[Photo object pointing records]
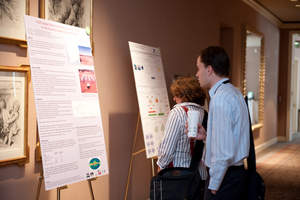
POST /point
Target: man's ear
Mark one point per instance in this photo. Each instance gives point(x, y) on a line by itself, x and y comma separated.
point(209, 69)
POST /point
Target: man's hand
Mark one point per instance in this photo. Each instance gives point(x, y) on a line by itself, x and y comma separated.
point(201, 135)
point(158, 169)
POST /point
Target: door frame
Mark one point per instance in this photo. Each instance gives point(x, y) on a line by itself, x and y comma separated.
point(288, 136)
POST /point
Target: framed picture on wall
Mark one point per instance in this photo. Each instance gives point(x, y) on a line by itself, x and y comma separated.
point(76, 13)
point(12, 29)
point(13, 114)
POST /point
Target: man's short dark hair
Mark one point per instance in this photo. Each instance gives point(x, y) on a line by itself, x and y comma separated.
point(217, 58)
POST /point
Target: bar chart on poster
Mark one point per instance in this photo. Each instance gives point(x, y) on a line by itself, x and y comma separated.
point(151, 92)
point(66, 98)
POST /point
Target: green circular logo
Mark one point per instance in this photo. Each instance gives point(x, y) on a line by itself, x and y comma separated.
point(95, 163)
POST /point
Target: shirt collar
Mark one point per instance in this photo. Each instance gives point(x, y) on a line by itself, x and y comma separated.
point(213, 90)
point(187, 104)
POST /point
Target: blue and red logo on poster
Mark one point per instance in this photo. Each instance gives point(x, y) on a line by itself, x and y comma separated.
point(95, 163)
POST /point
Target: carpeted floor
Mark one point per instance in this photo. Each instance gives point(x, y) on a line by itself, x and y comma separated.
point(280, 169)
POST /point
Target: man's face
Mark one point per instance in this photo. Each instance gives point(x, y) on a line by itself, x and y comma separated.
point(202, 74)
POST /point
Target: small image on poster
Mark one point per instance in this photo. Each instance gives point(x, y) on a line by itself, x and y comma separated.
point(86, 57)
point(87, 81)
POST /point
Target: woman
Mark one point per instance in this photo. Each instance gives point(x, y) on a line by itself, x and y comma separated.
point(175, 149)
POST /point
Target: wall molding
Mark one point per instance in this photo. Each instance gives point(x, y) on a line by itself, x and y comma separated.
point(261, 10)
point(281, 139)
point(270, 16)
point(265, 145)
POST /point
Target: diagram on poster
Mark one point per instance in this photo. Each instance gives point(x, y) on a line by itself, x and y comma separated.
point(152, 94)
point(66, 98)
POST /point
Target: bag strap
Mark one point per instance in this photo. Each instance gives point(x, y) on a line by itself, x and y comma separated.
point(192, 142)
point(196, 147)
point(199, 146)
point(251, 160)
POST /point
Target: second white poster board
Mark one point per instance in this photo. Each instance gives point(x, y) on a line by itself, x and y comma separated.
point(152, 94)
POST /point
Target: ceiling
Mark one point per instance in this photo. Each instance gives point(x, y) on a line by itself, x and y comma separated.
point(284, 10)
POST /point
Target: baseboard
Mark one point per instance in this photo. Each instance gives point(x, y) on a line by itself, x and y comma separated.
point(281, 139)
point(265, 145)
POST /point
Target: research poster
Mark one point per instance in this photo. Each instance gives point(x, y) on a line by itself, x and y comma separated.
point(66, 99)
point(151, 92)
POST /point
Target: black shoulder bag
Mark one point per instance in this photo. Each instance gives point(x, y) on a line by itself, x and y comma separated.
point(255, 184)
point(177, 183)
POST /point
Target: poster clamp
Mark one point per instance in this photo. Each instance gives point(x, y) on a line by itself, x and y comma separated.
point(133, 154)
point(41, 177)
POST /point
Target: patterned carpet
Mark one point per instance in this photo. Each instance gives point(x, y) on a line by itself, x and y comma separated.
point(281, 172)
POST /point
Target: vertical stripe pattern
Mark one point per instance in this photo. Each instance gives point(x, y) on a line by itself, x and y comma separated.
point(175, 146)
point(227, 142)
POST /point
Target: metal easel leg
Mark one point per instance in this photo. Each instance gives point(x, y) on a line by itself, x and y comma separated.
point(131, 159)
point(41, 178)
point(91, 188)
point(58, 193)
point(153, 167)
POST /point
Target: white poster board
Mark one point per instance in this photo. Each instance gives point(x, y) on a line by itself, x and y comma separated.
point(66, 98)
point(151, 92)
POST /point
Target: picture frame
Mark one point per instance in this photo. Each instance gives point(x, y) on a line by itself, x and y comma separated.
point(79, 14)
point(12, 22)
point(14, 147)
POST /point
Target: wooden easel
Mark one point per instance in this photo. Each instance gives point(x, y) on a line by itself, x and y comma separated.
point(133, 154)
point(41, 178)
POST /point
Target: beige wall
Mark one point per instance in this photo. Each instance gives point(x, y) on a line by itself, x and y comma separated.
point(181, 30)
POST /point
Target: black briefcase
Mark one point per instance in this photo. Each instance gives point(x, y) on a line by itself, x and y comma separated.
point(176, 184)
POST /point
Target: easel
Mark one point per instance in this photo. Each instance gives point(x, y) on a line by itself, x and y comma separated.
point(41, 178)
point(133, 154)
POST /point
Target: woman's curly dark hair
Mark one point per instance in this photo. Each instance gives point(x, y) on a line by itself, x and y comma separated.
point(188, 89)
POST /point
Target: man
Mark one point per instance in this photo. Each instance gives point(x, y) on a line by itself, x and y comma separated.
point(227, 140)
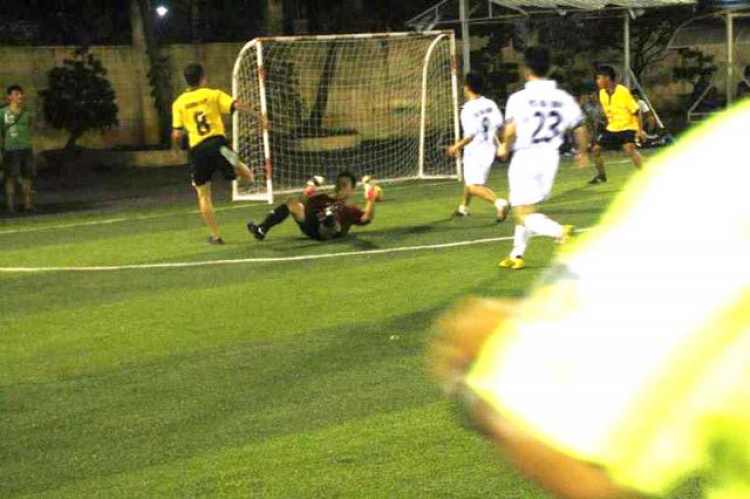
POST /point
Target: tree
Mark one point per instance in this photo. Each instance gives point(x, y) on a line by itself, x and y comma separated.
point(602, 39)
point(79, 97)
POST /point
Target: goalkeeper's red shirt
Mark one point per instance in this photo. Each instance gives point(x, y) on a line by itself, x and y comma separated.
point(346, 214)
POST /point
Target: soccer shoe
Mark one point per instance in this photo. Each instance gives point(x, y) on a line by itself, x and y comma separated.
point(503, 214)
point(567, 235)
point(257, 232)
point(512, 263)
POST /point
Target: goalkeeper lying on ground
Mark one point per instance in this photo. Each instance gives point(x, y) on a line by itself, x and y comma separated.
point(320, 216)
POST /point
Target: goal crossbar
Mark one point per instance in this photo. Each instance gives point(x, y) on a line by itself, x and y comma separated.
point(383, 104)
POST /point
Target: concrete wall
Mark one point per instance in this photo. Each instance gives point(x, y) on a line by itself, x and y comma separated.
point(127, 71)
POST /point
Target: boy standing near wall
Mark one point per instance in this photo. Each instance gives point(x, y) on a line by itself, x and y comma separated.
point(16, 124)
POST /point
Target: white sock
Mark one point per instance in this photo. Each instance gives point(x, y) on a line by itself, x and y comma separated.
point(520, 241)
point(500, 205)
point(542, 225)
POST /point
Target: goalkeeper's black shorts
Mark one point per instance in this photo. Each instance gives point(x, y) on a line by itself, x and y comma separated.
point(311, 225)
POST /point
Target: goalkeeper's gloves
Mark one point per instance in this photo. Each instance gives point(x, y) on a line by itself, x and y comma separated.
point(312, 183)
point(370, 193)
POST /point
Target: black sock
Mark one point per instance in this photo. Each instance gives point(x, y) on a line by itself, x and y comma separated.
point(275, 217)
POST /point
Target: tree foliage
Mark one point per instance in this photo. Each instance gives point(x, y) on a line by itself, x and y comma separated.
point(79, 97)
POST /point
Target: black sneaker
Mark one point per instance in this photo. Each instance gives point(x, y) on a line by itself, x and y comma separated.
point(256, 231)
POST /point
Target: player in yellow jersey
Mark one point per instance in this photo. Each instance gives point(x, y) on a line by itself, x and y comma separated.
point(627, 377)
point(198, 112)
point(623, 121)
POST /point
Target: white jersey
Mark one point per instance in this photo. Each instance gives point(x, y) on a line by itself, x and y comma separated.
point(481, 119)
point(542, 114)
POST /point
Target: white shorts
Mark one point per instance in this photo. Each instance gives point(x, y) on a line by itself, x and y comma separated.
point(476, 172)
point(531, 175)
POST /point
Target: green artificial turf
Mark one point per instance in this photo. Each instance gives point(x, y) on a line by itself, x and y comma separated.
point(277, 379)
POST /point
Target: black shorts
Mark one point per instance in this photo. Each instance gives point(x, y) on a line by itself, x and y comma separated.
point(19, 163)
point(616, 140)
point(206, 159)
point(311, 225)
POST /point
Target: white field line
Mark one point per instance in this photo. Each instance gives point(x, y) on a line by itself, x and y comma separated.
point(137, 218)
point(323, 256)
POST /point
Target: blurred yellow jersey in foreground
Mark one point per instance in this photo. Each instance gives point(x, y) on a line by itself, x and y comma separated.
point(634, 352)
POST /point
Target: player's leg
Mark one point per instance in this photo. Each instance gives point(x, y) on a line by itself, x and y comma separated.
point(241, 170)
point(12, 177)
point(28, 173)
point(633, 154)
point(276, 216)
point(205, 203)
point(10, 192)
point(521, 236)
point(203, 164)
point(601, 172)
point(475, 185)
point(484, 192)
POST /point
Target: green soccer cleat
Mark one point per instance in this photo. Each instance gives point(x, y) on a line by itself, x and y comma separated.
point(512, 263)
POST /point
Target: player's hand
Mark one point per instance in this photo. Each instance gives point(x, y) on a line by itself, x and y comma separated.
point(175, 155)
point(502, 151)
point(463, 332)
point(582, 160)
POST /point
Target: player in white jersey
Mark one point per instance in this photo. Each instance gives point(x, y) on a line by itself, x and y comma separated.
point(537, 118)
point(482, 122)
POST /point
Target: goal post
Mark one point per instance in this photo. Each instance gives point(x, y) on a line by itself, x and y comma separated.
point(379, 104)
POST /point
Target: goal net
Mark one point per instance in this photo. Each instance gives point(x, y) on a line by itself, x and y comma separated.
point(379, 104)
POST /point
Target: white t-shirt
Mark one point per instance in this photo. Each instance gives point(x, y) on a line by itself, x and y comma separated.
point(542, 114)
point(481, 119)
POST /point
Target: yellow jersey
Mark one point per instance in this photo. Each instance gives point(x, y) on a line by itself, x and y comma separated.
point(642, 367)
point(198, 111)
point(620, 109)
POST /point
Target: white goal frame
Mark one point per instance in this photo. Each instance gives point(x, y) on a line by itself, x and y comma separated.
point(268, 161)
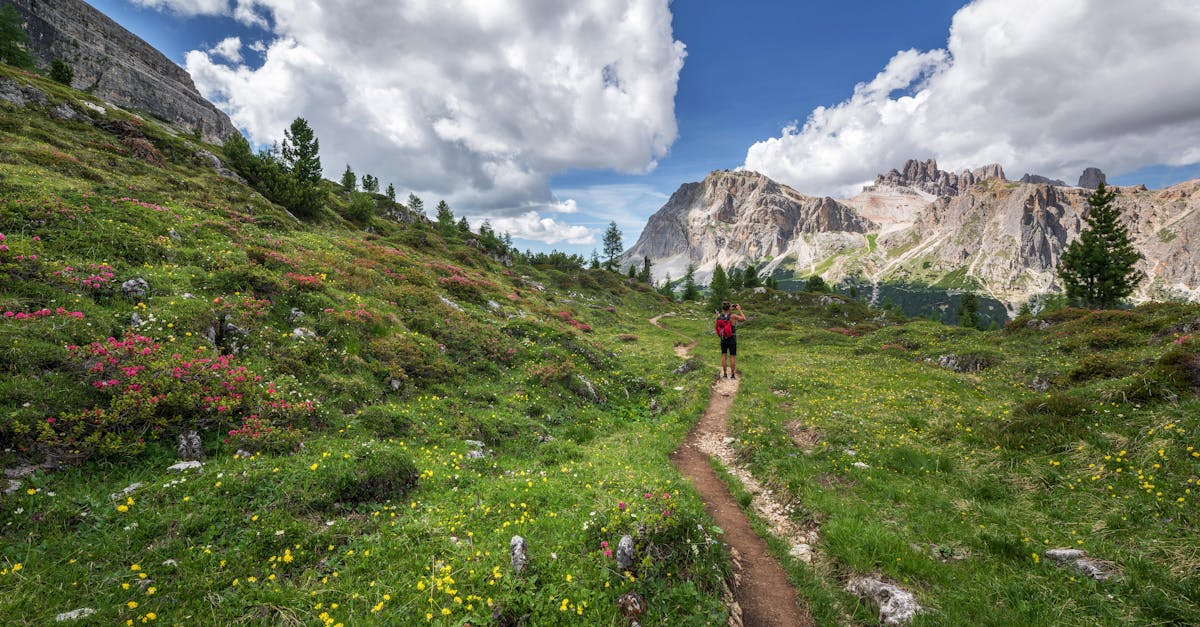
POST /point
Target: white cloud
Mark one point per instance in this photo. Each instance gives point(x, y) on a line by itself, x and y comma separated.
point(546, 230)
point(229, 48)
point(1036, 85)
point(186, 7)
point(469, 100)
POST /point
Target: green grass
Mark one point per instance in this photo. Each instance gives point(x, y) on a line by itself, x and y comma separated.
point(983, 464)
point(419, 342)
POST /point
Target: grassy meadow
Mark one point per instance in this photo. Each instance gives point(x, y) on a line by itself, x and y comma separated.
point(406, 401)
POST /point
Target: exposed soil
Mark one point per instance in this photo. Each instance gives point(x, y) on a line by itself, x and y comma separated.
point(762, 592)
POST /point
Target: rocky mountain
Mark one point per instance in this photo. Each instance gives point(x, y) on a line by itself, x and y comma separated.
point(115, 65)
point(921, 226)
point(925, 177)
point(1041, 179)
point(732, 218)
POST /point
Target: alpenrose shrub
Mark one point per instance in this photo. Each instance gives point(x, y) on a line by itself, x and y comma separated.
point(147, 392)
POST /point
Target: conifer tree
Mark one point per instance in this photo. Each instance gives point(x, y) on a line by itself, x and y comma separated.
point(301, 153)
point(61, 72)
point(445, 218)
point(969, 311)
point(415, 204)
point(13, 40)
point(690, 292)
point(612, 245)
point(1098, 268)
point(645, 275)
point(665, 290)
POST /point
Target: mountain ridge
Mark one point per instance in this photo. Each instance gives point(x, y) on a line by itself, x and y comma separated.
point(923, 225)
point(118, 66)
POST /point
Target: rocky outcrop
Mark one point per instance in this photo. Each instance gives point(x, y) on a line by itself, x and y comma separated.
point(1038, 179)
point(735, 216)
point(1005, 240)
point(1091, 179)
point(115, 65)
point(925, 177)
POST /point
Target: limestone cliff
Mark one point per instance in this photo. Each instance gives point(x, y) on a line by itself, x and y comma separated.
point(731, 218)
point(118, 66)
point(979, 232)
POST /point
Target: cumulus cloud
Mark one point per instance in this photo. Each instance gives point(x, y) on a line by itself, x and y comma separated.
point(229, 49)
point(1035, 85)
point(469, 100)
point(534, 227)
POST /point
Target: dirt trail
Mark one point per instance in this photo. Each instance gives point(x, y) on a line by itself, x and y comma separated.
point(762, 592)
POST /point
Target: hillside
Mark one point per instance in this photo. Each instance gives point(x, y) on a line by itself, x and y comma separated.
point(384, 404)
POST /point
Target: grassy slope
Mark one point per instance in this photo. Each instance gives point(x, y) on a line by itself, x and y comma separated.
point(972, 477)
point(329, 533)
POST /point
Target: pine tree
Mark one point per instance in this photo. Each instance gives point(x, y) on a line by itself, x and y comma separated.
point(720, 288)
point(665, 290)
point(13, 40)
point(690, 292)
point(61, 72)
point(612, 245)
point(645, 275)
point(415, 204)
point(301, 153)
point(349, 180)
point(1098, 269)
point(445, 218)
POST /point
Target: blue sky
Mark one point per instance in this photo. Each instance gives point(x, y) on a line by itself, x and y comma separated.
point(819, 95)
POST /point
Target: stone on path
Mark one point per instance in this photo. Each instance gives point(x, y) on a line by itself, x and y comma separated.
point(517, 554)
point(186, 465)
point(897, 604)
point(73, 615)
point(625, 554)
point(1097, 569)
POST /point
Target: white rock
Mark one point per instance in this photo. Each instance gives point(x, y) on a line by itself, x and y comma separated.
point(73, 615)
point(897, 604)
point(126, 491)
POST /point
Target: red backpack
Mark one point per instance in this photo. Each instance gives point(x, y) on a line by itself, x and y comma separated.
point(724, 327)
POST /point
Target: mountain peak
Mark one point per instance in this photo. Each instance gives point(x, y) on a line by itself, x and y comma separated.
point(924, 175)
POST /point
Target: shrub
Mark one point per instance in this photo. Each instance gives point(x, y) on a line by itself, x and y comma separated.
point(385, 421)
point(1101, 365)
point(1047, 421)
point(143, 392)
point(367, 476)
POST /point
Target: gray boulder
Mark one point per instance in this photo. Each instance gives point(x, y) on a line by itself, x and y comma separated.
point(1091, 179)
point(136, 287)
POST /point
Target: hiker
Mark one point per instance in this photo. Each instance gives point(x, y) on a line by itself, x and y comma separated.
point(726, 329)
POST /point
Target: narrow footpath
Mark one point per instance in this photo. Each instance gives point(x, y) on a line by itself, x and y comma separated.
point(762, 593)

* **Problem requirements**:
Please extract every line of the entries above that contains the word "goalkeeper", matching case exactly.

* **Full answer**:
Target: goalkeeper's red shirt
Target: goalkeeper lying on ground
Target: goalkeeper's black shorts
Target: goalkeeper's gloves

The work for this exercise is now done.